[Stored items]
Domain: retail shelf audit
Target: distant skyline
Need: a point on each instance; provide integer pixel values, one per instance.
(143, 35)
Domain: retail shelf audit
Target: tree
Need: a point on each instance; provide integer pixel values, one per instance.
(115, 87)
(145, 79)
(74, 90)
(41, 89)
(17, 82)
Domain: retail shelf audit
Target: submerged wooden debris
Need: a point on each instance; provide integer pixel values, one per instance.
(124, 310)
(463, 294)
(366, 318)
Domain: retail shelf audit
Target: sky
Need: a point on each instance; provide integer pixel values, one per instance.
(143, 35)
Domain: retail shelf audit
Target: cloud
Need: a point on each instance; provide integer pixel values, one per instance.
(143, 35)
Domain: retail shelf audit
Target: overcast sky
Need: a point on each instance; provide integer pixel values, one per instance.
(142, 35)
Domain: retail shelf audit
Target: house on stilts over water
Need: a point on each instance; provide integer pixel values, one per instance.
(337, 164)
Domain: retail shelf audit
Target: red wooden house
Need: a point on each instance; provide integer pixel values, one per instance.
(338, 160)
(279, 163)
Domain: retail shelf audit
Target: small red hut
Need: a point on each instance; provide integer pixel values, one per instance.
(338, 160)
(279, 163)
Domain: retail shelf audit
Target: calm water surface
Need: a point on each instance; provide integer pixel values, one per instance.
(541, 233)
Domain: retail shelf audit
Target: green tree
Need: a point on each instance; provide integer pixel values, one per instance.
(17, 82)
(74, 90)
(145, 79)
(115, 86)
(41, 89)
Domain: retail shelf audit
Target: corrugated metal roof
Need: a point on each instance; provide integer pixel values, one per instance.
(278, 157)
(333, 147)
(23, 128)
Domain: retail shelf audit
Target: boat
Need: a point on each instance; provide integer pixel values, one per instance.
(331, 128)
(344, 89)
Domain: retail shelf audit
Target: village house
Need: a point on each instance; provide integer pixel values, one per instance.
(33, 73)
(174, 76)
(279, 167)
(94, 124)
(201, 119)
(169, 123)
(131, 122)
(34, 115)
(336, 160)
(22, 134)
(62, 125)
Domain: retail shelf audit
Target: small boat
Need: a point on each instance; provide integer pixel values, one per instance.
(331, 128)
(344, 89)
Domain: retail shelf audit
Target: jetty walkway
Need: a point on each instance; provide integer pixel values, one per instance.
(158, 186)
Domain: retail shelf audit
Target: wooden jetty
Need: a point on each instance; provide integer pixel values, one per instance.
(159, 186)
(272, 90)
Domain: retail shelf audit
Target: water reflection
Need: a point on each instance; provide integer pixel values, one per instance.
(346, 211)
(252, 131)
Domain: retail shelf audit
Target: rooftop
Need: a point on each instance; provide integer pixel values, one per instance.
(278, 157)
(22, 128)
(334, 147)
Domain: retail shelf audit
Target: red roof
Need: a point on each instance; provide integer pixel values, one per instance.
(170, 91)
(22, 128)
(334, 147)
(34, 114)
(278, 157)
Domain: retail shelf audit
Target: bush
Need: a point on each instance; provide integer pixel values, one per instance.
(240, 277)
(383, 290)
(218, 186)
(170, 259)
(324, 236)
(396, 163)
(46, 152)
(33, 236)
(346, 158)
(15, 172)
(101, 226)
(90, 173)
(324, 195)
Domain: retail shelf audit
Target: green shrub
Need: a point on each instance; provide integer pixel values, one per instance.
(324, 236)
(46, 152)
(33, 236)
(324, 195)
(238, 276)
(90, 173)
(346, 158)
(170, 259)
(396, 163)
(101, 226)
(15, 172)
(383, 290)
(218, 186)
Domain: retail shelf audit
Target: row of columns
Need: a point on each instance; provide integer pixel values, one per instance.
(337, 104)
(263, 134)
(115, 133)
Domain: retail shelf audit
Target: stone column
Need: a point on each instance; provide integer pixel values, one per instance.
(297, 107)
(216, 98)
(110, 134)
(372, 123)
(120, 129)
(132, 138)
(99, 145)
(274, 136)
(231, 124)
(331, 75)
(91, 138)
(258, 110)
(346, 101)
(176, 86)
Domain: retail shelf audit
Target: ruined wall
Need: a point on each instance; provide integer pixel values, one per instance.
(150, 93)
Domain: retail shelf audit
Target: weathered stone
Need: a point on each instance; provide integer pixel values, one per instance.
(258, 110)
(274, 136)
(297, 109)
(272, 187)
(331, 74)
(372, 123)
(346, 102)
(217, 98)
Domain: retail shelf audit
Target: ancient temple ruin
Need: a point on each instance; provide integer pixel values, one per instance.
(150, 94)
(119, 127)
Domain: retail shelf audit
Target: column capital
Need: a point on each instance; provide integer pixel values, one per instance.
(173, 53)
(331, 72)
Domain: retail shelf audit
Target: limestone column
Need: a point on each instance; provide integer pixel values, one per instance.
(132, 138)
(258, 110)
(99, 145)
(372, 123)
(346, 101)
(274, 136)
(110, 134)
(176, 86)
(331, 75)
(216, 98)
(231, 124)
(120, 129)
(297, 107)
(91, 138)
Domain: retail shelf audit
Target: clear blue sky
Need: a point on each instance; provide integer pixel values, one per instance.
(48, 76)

**Task to carry out:** Write out the entries above word for word.

**Solution to the problem:**
Domain: retail shelf audit
Target: distant skyline
Need: a point on each instance; provide integer pixel values, one per instance.
(143, 35)
Domain: retail shelf audit
Target: tree
Need: a point on each instance; provide integer pixel values, one per instance.
(115, 87)
(145, 79)
(74, 90)
(41, 89)
(17, 82)
Domain: retail shelf audit
Target: submerged wooden debris
Need: a point on each instance; provide integer pixel values, one per instance.
(124, 310)
(463, 294)
(366, 318)
Domain: retail shelf audit
Target: sky
Need: a point on each instance; provide integer pixel values, one per instance.
(143, 35)
Domain: retail shelf audit
Target: cloud
Need: a point on each instance; provide integer pixel values, one per instance.
(143, 35)
Domain: retail shelf audit
Target: overcast sky
Need: a point on each instance; provide integer pixel values, one per instance.
(142, 35)
Domain: retail shelf audit
Target: house on stilts over water
Need: a point on each instance; provide integer pixel values, one per instance.
(337, 164)
Domain: retail shelf audit
Target: red wooden house
Need: a point on each instance; provide integer pixel values, one per instance.
(338, 160)
(279, 163)
Domain: retail shelf audit
Target: small red hut
Need: a point on each instance; provide integer pixel values, one per instance.
(338, 160)
(279, 163)
Domain: retail shelf audit
Target: calm water surface
Need: a point on each instance; provide integer pixel values, one per instance.
(541, 233)
Domain: retail shelf audit
Target: green tree
Need: a point on each instance; provide integer pixel values, one per instance.
(17, 82)
(74, 90)
(145, 79)
(115, 86)
(41, 89)
Domain: retail shelf audit
Target: corrugated metal roof
Need: a point on each instance; provide integer pixel values, one per instance.
(278, 157)
(333, 147)
(23, 128)
Domain: retail shelf audit
Target: boat
Need: a point on each instance; provide integer pixel values, one per instance.
(331, 128)
(344, 89)
Domain: retail shelf audit
Target: village house
Need: a point on each instance; provide integer pixel values, one per instance.
(33, 73)
(174, 76)
(279, 167)
(94, 124)
(201, 119)
(169, 123)
(131, 122)
(34, 115)
(336, 160)
(22, 134)
(62, 125)
Domain: retail shelf audit
Target: small boat
Need: a point on each instance; provide integer pixel values, one per instance.
(331, 128)
(344, 89)
Domain: retail shelf audit
Target: jetty walkway
Need: a point on each instance; provide integer pixel values, one per instance.
(158, 186)
Domain: retail shelf audit
Target: wooden jetty
Need: a point on each instance; provide integer pixel values, one per instance.
(159, 186)
(272, 90)
Domain: retail shelf audit
Target: water reflection
Need: a point on each instance; provide integer pixel values, one per instance.
(346, 211)
(252, 131)
Domain: retail shelf audit
Target: rooftop
Need: a point on each instance; provide integer pixel values, one per instance.
(278, 157)
(22, 128)
(334, 147)
Domain: retail shelf audit
Target: red roof
Need: a point on each instance; provide integer pixel values, one per instance.
(170, 91)
(22, 128)
(334, 147)
(34, 114)
(278, 157)
Domain: retail shelf audit
Target: bush
Need: a point on each instance; provide integer pixel values, one per instance.
(240, 277)
(383, 290)
(218, 186)
(170, 259)
(324, 236)
(396, 163)
(46, 152)
(33, 236)
(346, 158)
(15, 172)
(101, 226)
(90, 173)
(324, 195)
Domain: retail shelf audit
Target: green shrub
Need: a point on each instance; provide integer pixel values, one per instance.
(324, 236)
(46, 152)
(33, 236)
(324, 195)
(238, 276)
(90, 173)
(346, 158)
(170, 259)
(396, 163)
(101, 226)
(15, 172)
(383, 290)
(218, 186)
Domain: retail shelf audit
Target: row of columns
Need: a point on each instance; provide integer pixel values, one per instance.
(337, 104)
(263, 134)
(115, 133)
Domain: retail shelf audit
Target: stone column
Need: a point on each instance; provide integer pixel values, one per instance.
(297, 107)
(216, 98)
(110, 134)
(372, 123)
(120, 129)
(132, 138)
(99, 145)
(274, 136)
(231, 124)
(331, 75)
(91, 138)
(258, 110)
(346, 101)
(176, 86)
Domain: retail shelf audit
Target: ruined wall
Need: a point on each instance; provide integer pixel values, one per instance.
(150, 93)
Domain: retail shelf audit
Target: weathered stone
Need: a point on each instance; provide integer pixel values, one per instance.
(258, 110)
(274, 136)
(297, 109)
(272, 187)
(331, 74)
(372, 123)
(346, 102)
(217, 98)
Domain: retail shelf audit
Target: ancient temple ruin
Need: a point on each instance; provide integer pixel values, one per instance.
(150, 94)
(119, 127)
Domain: retail shelf audit
Target: column capital
Need: a point on each instance; provide integer pixel values, one per instance.
(173, 53)
(331, 72)
Domain: retail shelf audit
Target: limestone column
Need: a point on each instance; provide integer pixel values, one per instance.
(132, 138)
(258, 110)
(99, 145)
(372, 123)
(346, 101)
(274, 136)
(110, 134)
(176, 86)
(331, 75)
(216, 98)
(231, 124)
(120, 129)
(297, 107)
(91, 138)
Domain: retail shelf audit
Target: clear blue sky
Need: a point on each instance; provide integer pixel values, one per instance.
(48, 76)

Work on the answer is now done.